--- Written exercise ---
Count the lines in the data below that contain the string "green", treating uppercase and lowercase letters as different. Reply with the number only.

--- Records for this task ---
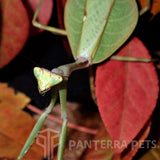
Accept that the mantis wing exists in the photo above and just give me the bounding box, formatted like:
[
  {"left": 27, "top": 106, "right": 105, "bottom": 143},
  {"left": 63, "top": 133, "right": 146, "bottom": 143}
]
[{"left": 65, "top": 0, "right": 138, "bottom": 63}]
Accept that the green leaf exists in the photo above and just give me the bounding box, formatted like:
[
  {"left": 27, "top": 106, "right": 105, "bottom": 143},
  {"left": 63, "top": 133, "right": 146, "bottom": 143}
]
[{"left": 65, "top": 0, "right": 138, "bottom": 63}]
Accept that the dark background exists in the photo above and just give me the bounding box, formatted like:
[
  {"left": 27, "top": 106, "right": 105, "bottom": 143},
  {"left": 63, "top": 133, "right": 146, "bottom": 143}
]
[{"left": 0, "top": 2, "right": 160, "bottom": 159}]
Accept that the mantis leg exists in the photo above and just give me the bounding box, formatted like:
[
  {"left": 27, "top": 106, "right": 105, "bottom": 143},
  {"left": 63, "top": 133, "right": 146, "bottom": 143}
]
[
  {"left": 110, "top": 56, "right": 159, "bottom": 63},
  {"left": 57, "top": 80, "right": 67, "bottom": 160},
  {"left": 17, "top": 87, "right": 58, "bottom": 160},
  {"left": 139, "top": 0, "right": 151, "bottom": 16},
  {"left": 32, "top": 0, "right": 67, "bottom": 36}
]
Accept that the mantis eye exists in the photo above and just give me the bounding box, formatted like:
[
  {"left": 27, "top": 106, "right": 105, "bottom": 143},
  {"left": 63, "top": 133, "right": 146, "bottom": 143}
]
[{"left": 34, "top": 67, "right": 63, "bottom": 93}]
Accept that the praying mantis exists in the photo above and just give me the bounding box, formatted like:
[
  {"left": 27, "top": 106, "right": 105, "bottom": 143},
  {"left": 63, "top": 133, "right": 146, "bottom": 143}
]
[{"left": 17, "top": 0, "right": 153, "bottom": 160}]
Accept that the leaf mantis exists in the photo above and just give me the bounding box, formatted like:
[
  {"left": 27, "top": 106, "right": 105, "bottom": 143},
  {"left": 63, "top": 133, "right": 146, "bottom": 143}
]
[{"left": 17, "top": 0, "right": 154, "bottom": 160}]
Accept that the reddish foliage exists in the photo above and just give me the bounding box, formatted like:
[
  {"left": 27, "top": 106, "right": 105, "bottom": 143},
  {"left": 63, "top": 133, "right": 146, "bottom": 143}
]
[
  {"left": 95, "top": 38, "right": 159, "bottom": 153},
  {"left": 23, "top": 0, "right": 53, "bottom": 36},
  {"left": 0, "top": 0, "right": 29, "bottom": 68}
]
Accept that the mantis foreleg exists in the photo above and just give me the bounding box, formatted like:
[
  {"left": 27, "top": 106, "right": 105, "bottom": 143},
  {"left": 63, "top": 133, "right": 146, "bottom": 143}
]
[
  {"left": 32, "top": 0, "right": 67, "bottom": 36},
  {"left": 17, "top": 86, "right": 58, "bottom": 160},
  {"left": 57, "top": 80, "right": 67, "bottom": 160}
]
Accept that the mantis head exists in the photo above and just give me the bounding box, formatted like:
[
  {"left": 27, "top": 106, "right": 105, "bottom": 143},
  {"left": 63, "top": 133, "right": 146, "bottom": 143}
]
[{"left": 34, "top": 67, "right": 63, "bottom": 94}]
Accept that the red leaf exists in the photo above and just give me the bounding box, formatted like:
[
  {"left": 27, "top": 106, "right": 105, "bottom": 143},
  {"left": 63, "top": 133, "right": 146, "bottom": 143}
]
[
  {"left": 23, "top": 0, "right": 53, "bottom": 36},
  {"left": 83, "top": 125, "right": 114, "bottom": 160},
  {"left": 0, "top": 0, "right": 29, "bottom": 68},
  {"left": 57, "top": 0, "right": 72, "bottom": 56},
  {"left": 95, "top": 38, "right": 159, "bottom": 153},
  {"left": 121, "top": 120, "right": 151, "bottom": 160}
]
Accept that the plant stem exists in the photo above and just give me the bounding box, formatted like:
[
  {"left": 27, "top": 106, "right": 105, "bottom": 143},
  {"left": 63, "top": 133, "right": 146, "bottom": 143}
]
[{"left": 51, "top": 57, "right": 90, "bottom": 78}]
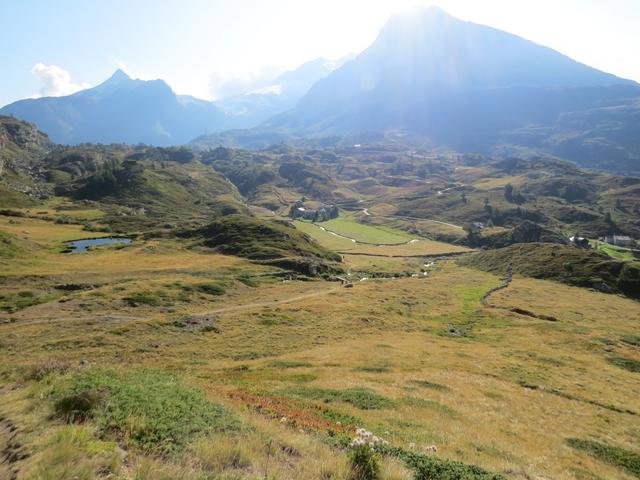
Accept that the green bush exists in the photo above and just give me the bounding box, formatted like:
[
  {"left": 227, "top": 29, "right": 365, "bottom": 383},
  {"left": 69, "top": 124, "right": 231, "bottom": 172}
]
[
  {"left": 123, "top": 292, "right": 162, "bottom": 307},
  {"left": 566, "top": 438, "right": 640, "bottom": 478},
  {"left": 607, "top": 357, "right": 640, "bottom": 373},
  {"left": 55, "top": 369, "right": 240, "bottom": 453},
  {"left": 383, "top": 447, "right": 505, "bottom": 480},
  {"left": 618, "top": 262, "right": 640, "bottom": 298},
  {"left": 347, "top": 445, "right": 381, "bottom": 480},
  {"left": 620, "top": 335, "right": 640, "bottom": 347},
  {"left": 196, "top": 283, "right": 225, "bottom": 295}
]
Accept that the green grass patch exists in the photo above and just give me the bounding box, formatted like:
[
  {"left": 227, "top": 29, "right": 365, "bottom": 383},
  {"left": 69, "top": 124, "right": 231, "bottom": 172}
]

--- Result for this exercise ---
3